◆ Задание A: Перепишите без изменений строки листинга на отрезке от строки, содержащей «target: <item>dense green vegetation</item>», до строки, содержащей «587 404 L 503», включая обе.

◆ Текст для чтения:
-*-

Загадка, откуда появляются эти отдельные мертвые, которые считают нужным вообще разговаривать с нами, живыми, о том, что на самом деле происходит. Но они появляются: каждый текст Дениса Осокина датирован каким-нибудь иным годом (весь XX век, и немножко нынешнего), они из разных мест (иногда это переводы), и подписаны разными именами. Более-менее широко известен Аист Сергеев, утонувший сын не утонувшего поэта Весы Сергеева, представитель народа мари, автор повести "Овсянки". Про него сразу понятно, что мертвый, а текст создавался уже на дне речки Неи, буквально так и написано, а про остальных мертвых авторов так сразу и не скажешь, но если вдуматься, это становится очевидно. Из того, что важно для рассказчиков. 

Нам пишут мертвые свои недлинные записки, им ящерицы облизывают марки, и важное для них — совсем не то, что мы привыкли, они его доносят как умеют. Про пугало, которое влюбилось в лося и шло по его следам, про зеркала, которые делят нерожденного младенца, что значат мертвые имена небесных жен, что анемоны — это поцелуи через одежду, что святой Поликарп с велосипедом срывает рябину — так долго, и самое важное во всем этом, разумеется, то, что мертвые выбирают это важным. 

Вот, скажем, их тексты насквозь эротизированы, потому что секс — это жизнь, а там, где нет смерти, понятие стыда и совсем как-то теряет смысл, зато смысл есть у законов — непонятных нам, но очевидных им и совершенно непреложных. Занимательно притом наблюдать, как трогательно они стараются томную, низовую материю антимира упихать в готовые формы человеческой привычки к слову. Стихи немножко для этого подходят, но, откровенно говоря, не слишком; тексты могут навести на мысль о фольклоре того или иного происхождения, но фольклор — это всего лишь отголоски памяти живых об антимире, а здесь — личные истории приблизительно современных нам с вами мертвецов, и об этом тоже следует помнить.

-*-

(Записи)
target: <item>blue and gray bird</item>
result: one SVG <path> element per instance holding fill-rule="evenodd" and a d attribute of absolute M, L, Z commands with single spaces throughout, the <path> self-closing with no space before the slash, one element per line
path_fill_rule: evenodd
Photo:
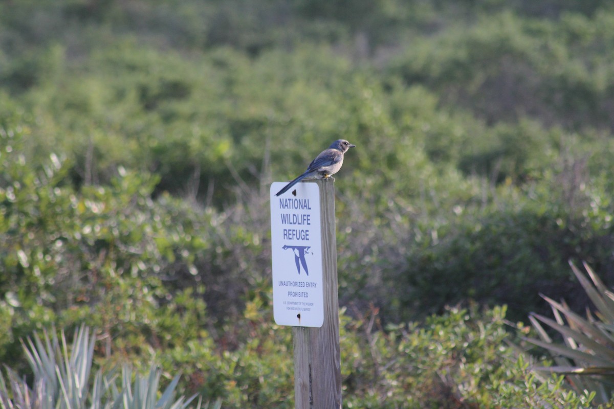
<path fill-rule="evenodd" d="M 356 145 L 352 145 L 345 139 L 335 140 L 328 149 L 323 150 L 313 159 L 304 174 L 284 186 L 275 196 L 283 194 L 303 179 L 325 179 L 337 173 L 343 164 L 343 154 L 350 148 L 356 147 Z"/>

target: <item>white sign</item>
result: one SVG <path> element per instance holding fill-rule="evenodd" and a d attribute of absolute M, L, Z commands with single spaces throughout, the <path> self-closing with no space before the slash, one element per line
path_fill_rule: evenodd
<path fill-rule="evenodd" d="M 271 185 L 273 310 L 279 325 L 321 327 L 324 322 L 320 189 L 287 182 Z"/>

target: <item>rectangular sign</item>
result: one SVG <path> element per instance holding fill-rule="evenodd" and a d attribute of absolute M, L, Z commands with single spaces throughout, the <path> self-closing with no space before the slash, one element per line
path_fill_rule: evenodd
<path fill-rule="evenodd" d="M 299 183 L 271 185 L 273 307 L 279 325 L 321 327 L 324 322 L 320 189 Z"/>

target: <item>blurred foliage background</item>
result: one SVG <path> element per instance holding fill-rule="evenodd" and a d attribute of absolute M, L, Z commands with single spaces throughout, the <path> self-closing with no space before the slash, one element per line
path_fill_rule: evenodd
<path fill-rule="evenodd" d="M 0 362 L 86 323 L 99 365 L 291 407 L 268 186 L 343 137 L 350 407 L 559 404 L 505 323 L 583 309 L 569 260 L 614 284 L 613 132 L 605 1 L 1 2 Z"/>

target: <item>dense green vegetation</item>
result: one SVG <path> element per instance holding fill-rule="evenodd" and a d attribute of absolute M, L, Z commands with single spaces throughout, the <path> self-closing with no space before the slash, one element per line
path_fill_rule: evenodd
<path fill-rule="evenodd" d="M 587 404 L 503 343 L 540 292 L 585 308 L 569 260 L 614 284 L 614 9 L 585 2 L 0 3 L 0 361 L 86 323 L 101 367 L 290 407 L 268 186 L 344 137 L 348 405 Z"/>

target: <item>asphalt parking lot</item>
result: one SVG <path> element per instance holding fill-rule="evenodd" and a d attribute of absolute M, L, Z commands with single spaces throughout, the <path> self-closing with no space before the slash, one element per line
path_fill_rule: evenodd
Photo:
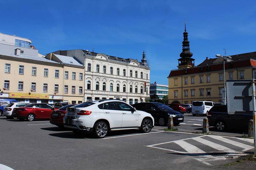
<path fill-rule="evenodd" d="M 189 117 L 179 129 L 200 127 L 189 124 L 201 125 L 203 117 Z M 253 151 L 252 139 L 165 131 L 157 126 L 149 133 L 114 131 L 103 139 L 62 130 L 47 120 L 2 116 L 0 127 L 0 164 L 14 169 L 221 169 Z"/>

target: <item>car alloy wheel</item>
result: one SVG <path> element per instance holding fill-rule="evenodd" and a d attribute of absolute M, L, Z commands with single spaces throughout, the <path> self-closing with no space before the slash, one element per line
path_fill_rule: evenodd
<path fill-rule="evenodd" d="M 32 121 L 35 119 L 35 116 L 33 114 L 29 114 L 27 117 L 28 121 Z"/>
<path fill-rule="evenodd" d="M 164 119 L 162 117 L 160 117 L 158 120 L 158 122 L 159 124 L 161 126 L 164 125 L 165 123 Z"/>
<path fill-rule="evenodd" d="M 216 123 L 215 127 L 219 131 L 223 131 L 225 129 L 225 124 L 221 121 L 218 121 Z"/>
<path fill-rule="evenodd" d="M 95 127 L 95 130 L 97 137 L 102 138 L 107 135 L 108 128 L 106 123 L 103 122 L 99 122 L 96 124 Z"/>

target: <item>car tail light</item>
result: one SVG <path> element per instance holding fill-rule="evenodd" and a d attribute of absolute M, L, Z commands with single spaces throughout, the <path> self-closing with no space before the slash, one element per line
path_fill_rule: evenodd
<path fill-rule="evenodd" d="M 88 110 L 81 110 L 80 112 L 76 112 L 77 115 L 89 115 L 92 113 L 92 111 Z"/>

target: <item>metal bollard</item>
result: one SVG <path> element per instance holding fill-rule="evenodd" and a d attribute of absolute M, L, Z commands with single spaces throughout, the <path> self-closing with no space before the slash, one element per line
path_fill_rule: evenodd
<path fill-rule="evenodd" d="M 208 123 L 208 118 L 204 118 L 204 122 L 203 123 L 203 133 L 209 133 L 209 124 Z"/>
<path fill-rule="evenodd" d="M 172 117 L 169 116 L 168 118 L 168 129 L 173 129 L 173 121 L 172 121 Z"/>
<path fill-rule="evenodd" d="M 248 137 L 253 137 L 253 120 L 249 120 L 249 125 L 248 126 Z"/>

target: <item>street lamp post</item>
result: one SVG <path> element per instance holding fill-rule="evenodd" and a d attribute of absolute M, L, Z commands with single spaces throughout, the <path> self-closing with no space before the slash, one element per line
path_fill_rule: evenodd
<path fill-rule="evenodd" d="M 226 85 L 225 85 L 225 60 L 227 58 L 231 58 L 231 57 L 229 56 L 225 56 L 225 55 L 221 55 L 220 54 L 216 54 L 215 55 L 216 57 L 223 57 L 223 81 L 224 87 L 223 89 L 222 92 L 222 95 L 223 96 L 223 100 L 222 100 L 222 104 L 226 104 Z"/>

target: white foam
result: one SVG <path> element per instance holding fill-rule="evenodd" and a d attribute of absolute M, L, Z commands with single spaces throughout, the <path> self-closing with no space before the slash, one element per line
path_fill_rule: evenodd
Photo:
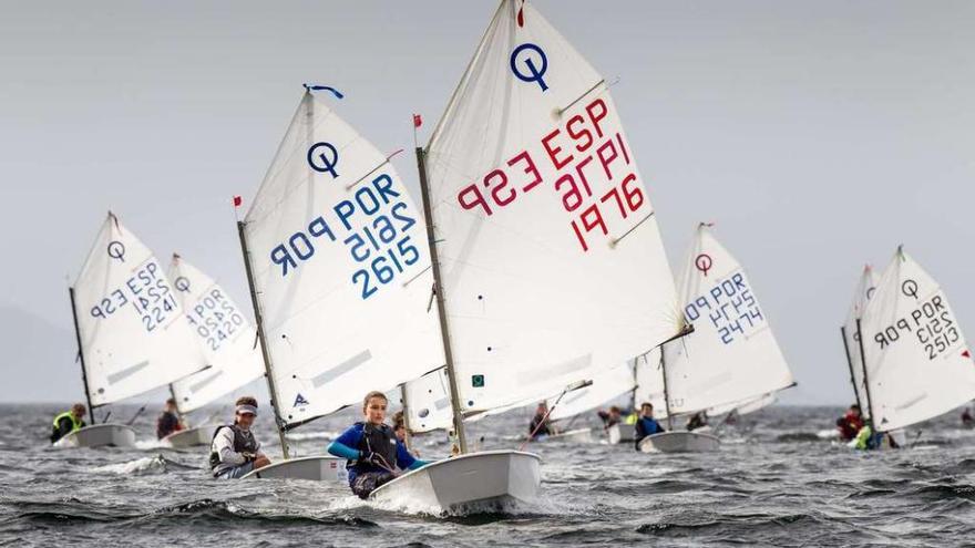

-*-

◆ Задание B: Повторите дословно фрагмент текста о прозе Дениса Осокина на отрезке от слов «Загадка, откуда появляются» до слов «важно для рассказчиков.» включительно.

◆ Верный результат A:
target: <item>dense green vegetation</item>
result: one SVG <path> element per instance holding fill-rule="evenodd" and a d attribute of absolute M, L, Z commands with single spaces throughout, the <path> self-closing with no space before the slash, one element per line
path_fill_rule: evenodd
<path fill-rule="evenodd" d="M 587 404 L 503 343 L 540 292 L 585 308 L 569 260 L 614 284 L 614 9 L 585 2 L 0 3 L 0 361 L 86 323 L 101 367 L 290 407 L 268 186 L 344 137 L 348 405 Z"/>

◆ Верный результат B:
Загадка, откуда появляются эти отдельные мертвые, которые считают нужным вообще разговаривать с нами, живыми, о том, что на самом деле происходит. Но они появляются: каждый текст Дениса Осокина датирован каким-нибудь иным годом (весь XX век, и немножко нынешнего), они из разных мест (иногда это переводы), и подписаны разными именами. Более-менее широко известен Аист Сергеев, утонувший сын не утонувшего поэта Весы Сергеева, представитель народа мари, автор повести "Овсянки". Про него сразу понятно, что мертвый, а текст создавался уже на дне речки Неи, буквально так и написано, а про остальных мертвых авторов так сразу и не скажешь, но если вдуматься, это становится очевидно. Из того, что важно для рассказчиков.